In the records below, locate the line containing "the white horizontal", then output that line and all later lines exactly, through the last one.
□ □ □ □ □
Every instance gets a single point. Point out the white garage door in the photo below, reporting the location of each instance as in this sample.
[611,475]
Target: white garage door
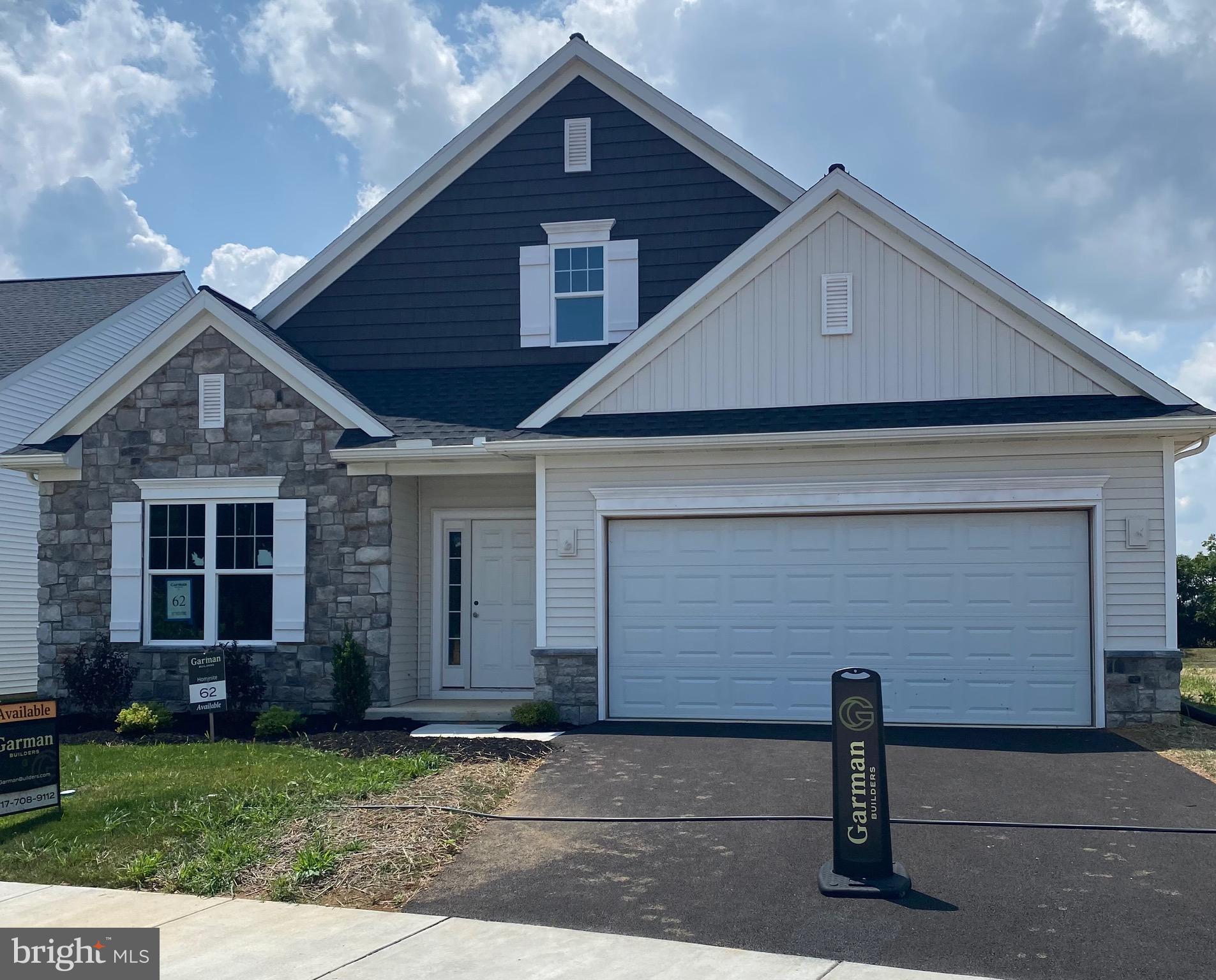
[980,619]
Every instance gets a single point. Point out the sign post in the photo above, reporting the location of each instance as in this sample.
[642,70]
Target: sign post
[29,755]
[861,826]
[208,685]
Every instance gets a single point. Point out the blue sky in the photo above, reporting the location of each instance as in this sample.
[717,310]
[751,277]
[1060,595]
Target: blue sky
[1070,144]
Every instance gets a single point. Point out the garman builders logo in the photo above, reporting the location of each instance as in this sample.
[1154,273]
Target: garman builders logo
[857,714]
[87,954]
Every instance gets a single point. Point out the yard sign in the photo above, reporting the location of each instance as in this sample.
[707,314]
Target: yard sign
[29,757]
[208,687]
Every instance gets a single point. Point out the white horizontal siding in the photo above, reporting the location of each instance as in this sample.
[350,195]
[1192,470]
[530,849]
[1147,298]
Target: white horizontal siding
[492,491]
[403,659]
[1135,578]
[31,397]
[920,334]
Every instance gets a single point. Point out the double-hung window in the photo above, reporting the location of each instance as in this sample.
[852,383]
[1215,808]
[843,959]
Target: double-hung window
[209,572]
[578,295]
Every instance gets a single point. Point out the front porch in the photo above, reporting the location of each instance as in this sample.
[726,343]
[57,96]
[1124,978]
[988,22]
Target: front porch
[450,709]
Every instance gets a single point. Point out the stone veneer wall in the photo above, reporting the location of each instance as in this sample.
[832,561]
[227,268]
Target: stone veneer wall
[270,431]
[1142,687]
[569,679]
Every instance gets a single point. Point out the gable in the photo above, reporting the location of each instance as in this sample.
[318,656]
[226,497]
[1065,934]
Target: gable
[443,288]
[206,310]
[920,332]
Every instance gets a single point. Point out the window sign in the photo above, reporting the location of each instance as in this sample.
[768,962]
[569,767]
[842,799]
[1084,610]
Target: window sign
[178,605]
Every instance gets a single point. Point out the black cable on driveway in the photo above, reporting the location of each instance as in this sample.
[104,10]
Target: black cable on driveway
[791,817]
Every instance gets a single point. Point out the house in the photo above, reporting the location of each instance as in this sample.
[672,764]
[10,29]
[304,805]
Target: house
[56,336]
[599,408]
□ □ □ □ □
§ RESULT:
Every instance gets a single point. Point out the white horizontal siding in the photo above, reporting the location of each instance as in this sample.
[350,195]
[1192,470]
[530,849]
[1147,298]
Target: white horizontal siding
[492,491]
[403,659]
[1135,578]
[31,397]
[920,334]
Every instance gets a single point. Point out the double-hung window in the photo above, reporting the location of each instance as in this sample.
[852,383]
[1215,808]
[843,959]
Target: double-hung window
[209,572]
[578,295]
Every instance gets a single point. Point out the front porch in the photo above, reporting the location of each instance as in this sample.
[726,343]
[57,96]
[1124,978]
[988,22]
Target: front porch
[450,709]
Every instance gets a single point. Point out the stone veneer wall in the photo above, reporting the location of each instance as in this sample.
[832,561]
[227,268]
Target: stone veneer wall
[270,431]
[1142,687]
[569,679]
Every instance gets a single point. Point out the gable in the photo above, reporting the location of each instance as in this sample.
[318,656]
[226,497]
[1065,934]
Target: gable
[443,288]
[206,310]
[920,332]
Every instance gets a single point. Point out the window sign in the photo above, reporting the location of each instance as in this sample.
[768,962]
[569,767]
[842,799]
[1084,610]
Target: window sign
[178,605]
Every instance gets a single point. Point out the black cable on driveway in the photo above, reporting the location of each instance as in this sample.
[104,10]
Target: black cable on driveway
[791,817]
Every instance gets a single point. Point out the house in the photo above, reporting the location of each instance as in this sample.
[672,764]
[10,29]
[304,805]
Target: house
[56,336]
[599,408]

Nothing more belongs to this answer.